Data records

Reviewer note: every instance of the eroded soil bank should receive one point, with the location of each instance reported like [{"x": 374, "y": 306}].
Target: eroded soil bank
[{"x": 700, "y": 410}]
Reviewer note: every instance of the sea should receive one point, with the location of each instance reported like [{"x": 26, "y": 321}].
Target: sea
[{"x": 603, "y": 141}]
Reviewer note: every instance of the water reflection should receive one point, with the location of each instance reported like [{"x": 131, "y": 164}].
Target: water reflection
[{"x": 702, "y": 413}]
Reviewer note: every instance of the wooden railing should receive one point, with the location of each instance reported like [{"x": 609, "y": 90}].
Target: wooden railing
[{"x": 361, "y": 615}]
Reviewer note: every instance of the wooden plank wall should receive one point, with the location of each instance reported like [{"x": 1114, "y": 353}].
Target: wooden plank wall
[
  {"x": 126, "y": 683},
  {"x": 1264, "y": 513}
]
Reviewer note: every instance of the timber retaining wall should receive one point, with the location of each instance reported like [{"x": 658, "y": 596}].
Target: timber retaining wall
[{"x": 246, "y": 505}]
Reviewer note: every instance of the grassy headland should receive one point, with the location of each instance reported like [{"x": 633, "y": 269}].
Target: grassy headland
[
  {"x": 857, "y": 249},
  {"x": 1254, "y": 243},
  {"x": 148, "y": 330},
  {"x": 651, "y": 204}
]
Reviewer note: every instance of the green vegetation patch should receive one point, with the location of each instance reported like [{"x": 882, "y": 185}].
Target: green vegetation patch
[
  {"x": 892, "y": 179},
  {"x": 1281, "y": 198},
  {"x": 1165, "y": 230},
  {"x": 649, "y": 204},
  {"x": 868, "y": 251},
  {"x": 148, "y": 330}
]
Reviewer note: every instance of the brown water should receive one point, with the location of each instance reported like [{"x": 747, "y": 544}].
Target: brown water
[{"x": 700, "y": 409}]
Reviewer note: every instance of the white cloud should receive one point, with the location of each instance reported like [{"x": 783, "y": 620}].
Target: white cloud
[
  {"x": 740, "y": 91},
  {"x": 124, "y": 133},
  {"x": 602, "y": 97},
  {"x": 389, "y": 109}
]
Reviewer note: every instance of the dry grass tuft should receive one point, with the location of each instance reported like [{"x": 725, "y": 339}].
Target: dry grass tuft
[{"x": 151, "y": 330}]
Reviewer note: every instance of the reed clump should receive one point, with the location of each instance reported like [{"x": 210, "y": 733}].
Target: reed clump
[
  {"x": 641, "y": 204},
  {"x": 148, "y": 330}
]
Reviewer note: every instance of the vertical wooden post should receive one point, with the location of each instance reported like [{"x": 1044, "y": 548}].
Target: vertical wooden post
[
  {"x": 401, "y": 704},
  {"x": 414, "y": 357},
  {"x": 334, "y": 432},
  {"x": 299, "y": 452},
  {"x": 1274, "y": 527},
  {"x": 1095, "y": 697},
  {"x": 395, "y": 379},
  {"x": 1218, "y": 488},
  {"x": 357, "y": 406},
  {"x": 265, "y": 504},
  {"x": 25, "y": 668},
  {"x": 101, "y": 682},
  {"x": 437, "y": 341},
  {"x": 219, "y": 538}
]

■ About this task: Your task is to reproduce all the data exactly as shown.

■ Output of the task:
Reviewer note: every instance of the eroded soil bank should receive one point, with the location of each instance reported like [{"x": 374, "y": 306}].
Target: eroded soil bank
[{"x": 700, "y": 410}]
Reviewer note: every instance of the sea should receive one point, with the location of each instance reported like [{"x": 26, "y": 321}].
Target: sea
[{"x": 603, "y": 141}]
Reviewer note: every instance of the water reflection should receive one point, with the location of each instance reported like [{"x": 131, "y": 164}].
Target: water reflection
[{"x": 702, "y": 413}]
Reviewer note: every instance of the wooden railing should receive one point, with the location of each instance reported like [{"x": 609, "y": 90}].
Target: wooden railing
[{"x": 361, "y": 615}]
Reviewer note: every instance of the wooden plank wall should receive one point, with the location of each instance reported like [{"x": 1114, "y": 353}].
Target: wooden plank wall
[
  {"x": 126, "y": 683},
  {"x": 1264, "y": 513}
]
Reviewer note: every instance of the timber retaining wall should receive one point, with the location of each instance reported like [{"x": 658, "y": 596}].
Target: timber retaining wall
[{"x": 246, "y": 505}]
Reviewer note: every instance of the grassy headland should receive one point, with the location of each instance reported like [{"x": 633, "y": 269}].
Target: grassy headland
[
  {"x": 857, "y": 249},
  {"x": 1254, "y": 243},
  {"x": 148, "y": 330},
  {"x": 651, "y": 204}
]
Reviewer note: every instance of the green vegetation patch should receive one point, with the location of each instance reported like [{"x": 882, "y": 185}].
Target: green vegetation patch
[
  {"x": 892, "y": 179},
  {"x": 1281, "y": 198},
  {"x": 1165, "y": 230},
  {"x": 649, "y": 204},
  {"x": 868, "y": 251},
  {"x": 148, "y": 330}
]
Reviewer note: every instance of the brown water should receive one point, with the location of each instance reported like [{"x": 747, "y": 544}].
Target: brown water
[{"x": 700, "y": 409}]
Reviewer note: every instance of the white cloud should receive one point, with the location of each instance reported like [{"x": 783, "y": 620}].
Target: white cloud
[
  {"x": 740, "y": 91},
  {"x": 124, "y": 133},
  {"x": 602, "y": 97},
  {"x": 389, "y": 109}
]
Reviewer note: every instance of the dry grass tuft should receive one point, with the location of each instance reported like [{"x": 725, "y": 339}].
Target: dry grass tuft
[{"x": 151, "y": 330}]
Reviewer note: every instance of the reed clump should receive one point, with the location of each instance reported like [{"x": 210, "y": 733}].
Target: reed clump
[
  {"x": 641, "y": 204},
  {"x": 148, "y": 330}
]
Reviewer note: every instance of the vertical wooden post should receive one point, with the location of each instance reported like [{"x": 1044, "y": 548}].
Target: vertical wooden post
[
  {"x": 401, "y": 704},
  {"x": 414, "y": 357},
  {"x": 334, "y": 432},
  {"x": 299, "y": 452},
  {"x": 1274, "y": 527},
  {"x": 1095, "y": 697},
  {"x": 395, "y": 379},
  {"x": 1218, "y": 488},
  {"x": 357, "y": 406},
  {"x": 265, "y": 504},
  {"x": 25, "y": 668},
  {"x": 101, "y": 682},
  {"x": 437, "y": 341},
  {"x": 219, "y": 538}
]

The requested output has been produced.